*EXTRAIT*
• • • • • • •
L’électrique en partage

« Cette démarche a été engagée il y a environ cinq ans alors que j’étais chargée de mission pour l’université Paris-Sud, devenue université Paris-Saclay en janvier 2020. La flotte était alors vieillissante », se remémore Jane Lecomte, vice-présidente développement soutenable. « Mais ce sont les récentes consignes de la circulaire du 13 novembre 2020 qui nous ont poussés à repenser le mode de gestion et de renouvellement du parc (voir l’encadré ci-dessous) », poursuit Nathalie Herrbach, directrice générale adjointe des services, missions transverses. « Selon cette circulaire, l’hybride rechargeable pouvait entrer, comme l’électrique, dans le cadre de notre future solution d’autopartage. Mais de récentes études montrent que l’électrique est mieux placé que l’hybride rechargeable pour le CO2. C’est la raison pour laquelle nous avons opté pour le 100 % électrique », justifie Jane Lecomte.
Au-delà de la diminution de son empreinte carbone, l’université Paris-Saclay veut également répondre « à un souhait croissant des usagers de passer à des modes de transport plus respectueux de l’environnement », souligne Nathalie Herrbach. « La fin de l’usage du thermique est une option très médiatisée. Avec l’autopartage, nous espérons obtenir la meilleure adéquation entre le nombre de VE et nos besoins réels en vue de réduire notre flotte à terme », renchérit Jane Lecomte. Néanmoins, l’université peine à électrifier tous ses véhicules. « Les tracteurs pour l’entretien des espaces verts resteront en diesel. Nous n’avons pas trouvé d’équivalents électriques », note Nathalie Herrbach.
La Savoie en électrique
Les collectivités s’affairent aussi à l’image du département de la Savoie. « Début 2020, nos véhicules étaient exclusivement en diesel ou en essence. Nous n’avions pas de stratégie précise pour verdir la flotte. Après une étude portée par ma direction sur comment limiter notre empreinte carbone à l’aide du meilleur choix technologique, la collectivité a décidé de n’acheter que des VL électriques », retrace Vincent Brossard, directeur des systèmes d’information au pôle ressources et moyens. 37 Zoé ont ainsi été livrées en 2020. Forte de 350 VL de service sur 150 sites, la collectivité espère aboutir à une flotte entièrement électrique dans dix ans, en renouvelant chaque année 10 % de son parc, soit une trentaine de véhicules (voir le témoignage).

Si l’électrique fait l’unanimité, la question de l’autonomie revient souvent. Pour y répondre, le groupe IMA (Inter Mutuelles Assistance) a testé l’électrique pour voir si cette motorisation se prête à ses salariés. Ce spécialiste de l’assistance compte plus de 2 500 collaborateurs dans l’agglomération de Niort (79). Une dizaine de véhicules y assurent les déplacements des services généraux.
Autonomie suffisante ou pas ?
« Il y a environ quatre ans, nous avons acquis deux Zoé et un Kangoo Z.E. pour assurer la maintenance des bâtiments. La problématique était d’avoir assez d’autonomie pour intervenir sur chaque site », rappelle Renaud Berrivin, conseiller auprès de la direction générale du groupe IMA, en charge des relations presse et de la RSE. En parallèle, les diesel « potentiellement plus aux normes » ont été cédés.
• • • • • • •
*LA LISTE*
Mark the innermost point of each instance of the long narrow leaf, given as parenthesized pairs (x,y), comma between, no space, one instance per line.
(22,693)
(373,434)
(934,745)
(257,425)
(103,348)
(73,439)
• • • • • • •
*EXERCICES*
a) Traduisez en anglais cette phrase de l’extrait : « Néanmoins, l’université peine à électrifier tous ses véhicules. »
b) Répondez à ces questions d’après l’extrait :
(i) Depuis quand l’université Paris-Sud est-elle devenue l’université Paris-Saclay ?
(ii) Combien de véhicules légers de service compte le département de la Savoie ?
(iii) Combien de collaborateurs le groupe IMA compte-t-il dans l’agglomération de Niort ?
c) Résumez l’extrait en deux phrases.
La liste n’a aucun lien avec l’extrait.

*RÉPONSES PAR EXERCICE*
a) Nevertheless, the university is struggling to electrify all its vehicles.

b)
(i) Depuis janvier 2020.
(ii) 350 véhicules légers de service, répartis sur 150 sites.
(iii) Plus de 2 500 collaborateurs.

c) L’université Paris-Saclay a choisi une solution d’autopartage 100 % électrique, jugeant l’électrique mieux placé que l’hybride rechargeable pour le CO2, même si ses tracteurs d’entretien des espaces verts resteront en diesel. Le département de la Savoie n’achète plus que des véhicules légers électriques et vise une flotte entièrement électrique dans dix ans, tandis que le groupe IMA a acquis deux Zoé et un Kangoo Z.E. pour la maintenance de ses bâtiments.